Data records:
++++++++++++++++++++
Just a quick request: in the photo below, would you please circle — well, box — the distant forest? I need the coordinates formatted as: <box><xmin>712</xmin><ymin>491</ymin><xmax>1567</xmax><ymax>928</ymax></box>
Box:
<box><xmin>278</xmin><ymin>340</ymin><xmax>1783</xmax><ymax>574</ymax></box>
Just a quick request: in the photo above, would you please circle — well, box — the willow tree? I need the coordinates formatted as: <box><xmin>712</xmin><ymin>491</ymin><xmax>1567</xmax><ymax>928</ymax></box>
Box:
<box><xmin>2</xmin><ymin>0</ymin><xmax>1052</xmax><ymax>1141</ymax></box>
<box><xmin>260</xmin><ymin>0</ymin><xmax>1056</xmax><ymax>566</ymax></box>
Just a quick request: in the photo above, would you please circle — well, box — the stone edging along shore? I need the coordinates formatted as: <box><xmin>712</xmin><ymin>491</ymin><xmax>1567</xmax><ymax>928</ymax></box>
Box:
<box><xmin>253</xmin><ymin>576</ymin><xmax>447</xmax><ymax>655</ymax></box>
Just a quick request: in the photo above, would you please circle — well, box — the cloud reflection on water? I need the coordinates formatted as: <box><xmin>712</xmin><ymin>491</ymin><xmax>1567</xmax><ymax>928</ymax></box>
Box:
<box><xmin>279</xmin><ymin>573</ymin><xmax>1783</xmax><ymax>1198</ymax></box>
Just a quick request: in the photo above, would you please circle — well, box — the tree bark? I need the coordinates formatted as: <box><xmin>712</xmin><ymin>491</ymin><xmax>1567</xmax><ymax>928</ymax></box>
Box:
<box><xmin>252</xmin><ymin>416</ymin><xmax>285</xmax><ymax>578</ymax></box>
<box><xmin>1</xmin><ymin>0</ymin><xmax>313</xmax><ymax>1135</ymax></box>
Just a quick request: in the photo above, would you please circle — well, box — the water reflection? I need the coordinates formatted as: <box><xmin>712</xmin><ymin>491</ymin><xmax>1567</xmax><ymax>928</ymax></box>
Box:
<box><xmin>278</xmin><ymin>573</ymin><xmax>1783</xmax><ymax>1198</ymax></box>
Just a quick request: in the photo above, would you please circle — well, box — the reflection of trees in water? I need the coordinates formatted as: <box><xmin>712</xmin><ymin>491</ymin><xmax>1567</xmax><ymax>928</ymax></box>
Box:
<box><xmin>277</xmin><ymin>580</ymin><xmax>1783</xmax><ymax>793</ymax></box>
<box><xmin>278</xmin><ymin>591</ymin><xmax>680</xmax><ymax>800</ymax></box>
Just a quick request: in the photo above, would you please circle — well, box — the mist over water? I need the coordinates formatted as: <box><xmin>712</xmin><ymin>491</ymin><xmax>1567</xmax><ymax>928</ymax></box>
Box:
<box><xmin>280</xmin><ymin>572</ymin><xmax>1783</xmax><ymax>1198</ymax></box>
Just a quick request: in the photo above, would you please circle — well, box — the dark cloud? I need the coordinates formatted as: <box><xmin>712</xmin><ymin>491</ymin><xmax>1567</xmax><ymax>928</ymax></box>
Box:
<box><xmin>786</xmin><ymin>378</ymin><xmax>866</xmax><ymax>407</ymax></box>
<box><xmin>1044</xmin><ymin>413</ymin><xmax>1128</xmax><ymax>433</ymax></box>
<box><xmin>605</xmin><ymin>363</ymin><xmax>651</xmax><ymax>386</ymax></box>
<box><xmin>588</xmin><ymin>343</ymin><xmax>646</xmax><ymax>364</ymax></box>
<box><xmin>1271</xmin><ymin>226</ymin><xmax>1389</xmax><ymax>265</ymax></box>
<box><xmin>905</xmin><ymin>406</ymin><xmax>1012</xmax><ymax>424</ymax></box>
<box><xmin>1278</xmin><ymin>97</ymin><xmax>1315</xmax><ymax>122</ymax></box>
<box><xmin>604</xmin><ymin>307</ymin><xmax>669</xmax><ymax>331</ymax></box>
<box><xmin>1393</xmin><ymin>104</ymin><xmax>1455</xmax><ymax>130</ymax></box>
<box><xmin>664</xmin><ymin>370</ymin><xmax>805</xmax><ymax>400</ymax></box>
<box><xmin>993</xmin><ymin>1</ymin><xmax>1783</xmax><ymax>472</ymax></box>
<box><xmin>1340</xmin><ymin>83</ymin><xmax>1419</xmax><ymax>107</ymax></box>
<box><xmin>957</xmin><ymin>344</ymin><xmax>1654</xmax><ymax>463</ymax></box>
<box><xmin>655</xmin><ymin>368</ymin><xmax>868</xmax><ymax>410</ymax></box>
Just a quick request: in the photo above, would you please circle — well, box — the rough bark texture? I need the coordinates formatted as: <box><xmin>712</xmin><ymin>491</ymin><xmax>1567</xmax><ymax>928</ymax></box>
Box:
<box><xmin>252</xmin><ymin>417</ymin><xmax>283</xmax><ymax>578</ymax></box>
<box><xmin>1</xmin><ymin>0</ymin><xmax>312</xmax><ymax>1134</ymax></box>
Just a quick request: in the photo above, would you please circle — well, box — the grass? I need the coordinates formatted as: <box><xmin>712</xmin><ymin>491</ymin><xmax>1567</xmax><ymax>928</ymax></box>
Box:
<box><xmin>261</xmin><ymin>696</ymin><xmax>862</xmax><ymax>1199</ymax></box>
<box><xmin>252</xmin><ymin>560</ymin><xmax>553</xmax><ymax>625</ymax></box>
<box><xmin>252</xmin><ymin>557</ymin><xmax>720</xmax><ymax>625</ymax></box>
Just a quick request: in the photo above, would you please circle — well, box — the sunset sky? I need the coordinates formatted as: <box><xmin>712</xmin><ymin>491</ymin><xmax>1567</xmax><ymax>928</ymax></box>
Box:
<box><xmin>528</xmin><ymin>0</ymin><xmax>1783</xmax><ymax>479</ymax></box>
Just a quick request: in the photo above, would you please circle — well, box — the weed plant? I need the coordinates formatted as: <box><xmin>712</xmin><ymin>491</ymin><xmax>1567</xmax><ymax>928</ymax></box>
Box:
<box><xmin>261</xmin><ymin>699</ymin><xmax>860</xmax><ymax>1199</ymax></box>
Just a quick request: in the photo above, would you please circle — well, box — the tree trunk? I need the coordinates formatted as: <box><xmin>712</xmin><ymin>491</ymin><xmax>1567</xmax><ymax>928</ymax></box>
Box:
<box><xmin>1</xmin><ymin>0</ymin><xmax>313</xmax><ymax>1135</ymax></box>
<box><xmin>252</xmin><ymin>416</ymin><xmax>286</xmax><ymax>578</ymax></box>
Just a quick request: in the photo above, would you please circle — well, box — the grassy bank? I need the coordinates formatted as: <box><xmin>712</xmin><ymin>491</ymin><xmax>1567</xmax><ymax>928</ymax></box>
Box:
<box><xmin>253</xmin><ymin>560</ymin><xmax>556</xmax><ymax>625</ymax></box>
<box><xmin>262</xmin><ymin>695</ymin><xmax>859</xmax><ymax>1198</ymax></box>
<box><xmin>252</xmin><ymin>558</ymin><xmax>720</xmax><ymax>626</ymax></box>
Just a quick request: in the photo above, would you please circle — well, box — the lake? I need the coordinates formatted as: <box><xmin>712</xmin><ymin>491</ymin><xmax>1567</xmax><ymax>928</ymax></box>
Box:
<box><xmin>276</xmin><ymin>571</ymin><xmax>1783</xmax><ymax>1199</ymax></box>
++++++++++++++++++++
Give a word-for-word copy of the records.

Just a quick request: in the photo below, would you please circle — well, box — the distant forest? I need the coordinates formatted as: <box><xmin>712</xmin><ymin>491</ymin><xmax>1567</xmax><ymax>928</ymax></box>
Box:
<box><xmin>278</xmin><ymin>340</ymin><xmax>1783</xmax><ymax>574</ymax></box>
Just a quick request: in the photo above, would you please circle — well, box — the willow tree? I need the coordinates formatted as: <box><xmin>712</xmin><ymin>491</ymin><xmax>1567</xmax><ymax>928</ymax></box>
Box:
<box><xmin>2</xmin><ymin>0</ymin><xmax>1052</xmax><ymax>1141</ymax></box>
<box><xmin>260</xmin><ymin>0</ymin><xmax>1056</xmax><ymax>566</ymax></box>
Just a quick request: in the photo above, would you please circle — well, box — the stone edging along shore? I need the coordinates formatted as: <box><xmin>712</xmin><ymin>491</ymin><xmax>1567</xmax><ymax>928</ymax></box>
Box:
<box><xmin>253</xmin><ymin>576</ymin><xmax>447</xmax><ymax>655</ymax></box>
Just a quick request: in the photo above, would you please circle — well, box — the cloud reflection on water? I need the coordinates formatted as: <box><xmin>712</xmin><ymin>491</ymin><xmax>1567</xmax><ymax>928</ymax></box>
Box:
<box><xmin>279</xmin><ymin>573</ymin><xmax>1783</xmax><ymax>1198</ymax></box>
Just a quick request: in the photo above, would you please circle — well, box — the tree bark? I need the coordinates formatted as: <box><xmin>712</xmin><ymin>491</ymin><xmax>1567</xmax><ymax>928</ymax></box>
Box:
<box><xmin>252</xmin><ymin>416</ymin><xmax>285</xmax><ymax>578</ymax></box>
<box><xmin>1</xmin><ymin>0</ymin><xmax>313</xmax><ymax>1135</ymax></box>
Just a quick request: in the photo above, would you please circle — well, box — the water reflection? I need the coordinates formatted as: <box><xmin>712</xmin><ymin>491</ymin><xmax>1567</xmax><ymax>928</ymax></box>
Box:
<box><xmin>278</xmin><ymin>573</ymin><xmax>1783</xmax><ymax>1198</ymax></box>
Just a quick request: in the photo above, would you please circle — well, box — the reflection of trees in water? I need the coordinates formatted as: <box><xmin>712</xmin><ymin>491</ymin><xmax>1567</xmax><ymax>928</ymax></box>
Box:
<box><xmin>277</xmin><ymin>580</ymin><xmax>1783</xmax><ymax>793</ymax></box>
<box><xmin>278</xmin><ymin>591</ymin><xmax>680</xmax><ymax>800</ymax></box>
Just a quick request: in the photo above, would you please circle — well, box — the mist over water? I need the coordinates formatted as: <box><xmin>712</xmin><ymin>491</ymin><xmax>1567</xmax><ymax>928</ymax></box>
Box:
<box><xmin>280</xmin><ymin>572</ymin><xmax>1783</xmax><ymax>1198</ymax></box>
Just a quick request: in the photo above, would you please circle — well, box — the dark cloud? I need the coordinates formatted as: <box><xmin>712</xmin><ymin>491</ymin><xmax>1567</xmax><ymax>928</ymax></box>
Box:
<box><xmin>786</xmin><ymin>378</ymin><xmax>866</xmax><ymax>407</ymax></box>
<box><xmin>1044</xmin><ymin>413</ymin><xmax>1128</xmax><ymax>433</ymax></box>
<box><xmin>605</xmin><ymin>363</ymin><xmax>651</xmax><ymax>386</ymax></box>
<box><xmin>588</xmin><ymin>343</ymin><xmax>646</xmax><ymax>364</ymax></box>
<box><xmin>1271</xmin><ymin>226</ymin><xmax>1389</xmax><ymax>265</ymax></box>
<box><xmin>905</xmin><ymin>406</ymin><xmax>1012</xmax><ymax>424</ymax></box>
<box><xmin>1278</xmin><ymin>97</ymin><xmax>1315</xmax><ymax>122</ymax></box>
<box><xmin>604</xmin><ymin>307</ymin><xmax>669</xmax><ymax>331</ymax></box>
<box><xmin>1393</xmin><ymin>104</ymin><xmax>1455</xmax><ymax>130</ymax></box>
<box><xmin>664</xmin><ymin>370</ymin><xmax>805</xmax><ymax>400</ymax></box>
<box><xmin>993</xmin><ymin>1</ymin><xmax>1783</xmax><ymax>472</ymax></box>
<box><xmin>1340</xmin><ymin>83</ymin><xmax>1419</xmax><ymax>107</ymax></box>
<box><xmin>957</xmin><ymin>344</ymin><xmax>1654</xmax><ymax>463</ymax></box>
<box><xmin>655</xmin><ymin>368</ymin><xmax>868</xmax><ymax>410</ymax></box>
Just a quick request: in the photo above, would you please circle — well, box — the rough bark texture? I need the coordinates formatted as: <box><xmin>712</xmin><ymin>491</ymin><xmax>1567</xmax><ymax>928</ymax></box>
Box:
<box><xmin>252</xmin><ymin>417</ymin><xmax>283</xmax><ymax>578</ymax></box>
<box><xmin>1</xmin><ymin>0</ymin><xmax>312</xmax><ymax>1134</ymax></box>
Just a quick request: in the photo above, would you please circle — well, box — the grass? I need the coordinates formatted as: <box><xmin>712</xmin><ymin>491</ymin><xmax>1567</xmax><ymax>928</ymax></box>
Box:
<box><xmin>261</xmin><ymin>696</ymin><xmax>862</xmax><ymax>1199</ymax></box>
<box><xmin>252</xmin><ymin>560</ymin><xmax>553</xmax><ymax>625</ymax></box>
<box><xmin>252</xmin><ymin>557</ymin><xmax>720</xmax><ymax>625</ymax></box>
Just a quick request: in the photo above, would you please circle — well, box — the sunset sky? I need the coordinates formatted as: <box><xmin>712</xmin><ymin>491</ymin><xmax>1567</xmax><ymax>928</ymax></box>
Box:
<box><xmin>528</xmin><ymin>0</ymin><xmax>1783</xmax><ymax>479</ymax></box>
Just a quick request: in the photo above, would you please circle — well, box — the weed plant? I need the coordinates formatted as: <box><xmin>712</xmin><ymin>491</ymin><xmax>1567</xmax><ymax>928</ymax></box>
Box:
<box><xmin>261</xmin><ymin>699</ymin><xmax>860</xmax><ymax>1199</ymax></box>
Just a quick request: in the photo above, would you please circle — well, box — the tree trunk? I need the coordinates formatted as: <box><xmin>712</xmin><ymin>491</ymin><xmax>1567</xmax><ymax>928</ymax></box>
Box:
<box><xmin>1</xmin><ymin>0</ymin><xmax>313</xmax><ymax>1135</ymax></box>
<box><xmin>252</xmin><ymin>416</ymin><xmax>286</xmax><ymax>578</ymax></box>
Just a quick request: in the photo above, would you please circle — well, box — the grassy bank? I need the coordinates formatted as: <box><xmin>712</xmin><ymin>491</ymin><xmax>1567</xmax><ymax>928</ymax></box>
Box:
<box><xmin>253</xmin><ymin>560</ymin><xmax>556</xmax><ymax>625</ymax></box>
<box><xmin>262</xmin><ymin>695</ymin><xmax>859</xmax><ymax>1198</ymax></box>
<box><xmin>252</xmin><ymin>558</ymin><xmax>720</xmax><ymax>626</ymax></box>
Just a quick request: in the photo above, would you please circle — well, box — the lake? I need the coordinates formatted as: <box><xmin>712</xmin><ymin>491</ymin><xmax>1567</xmax><ymax>928</ymax></box>
Box:
<box><xmin>276</xmin><ymin>571</ymin><xmax>1783</xmax><ymax>1199</ymax></box>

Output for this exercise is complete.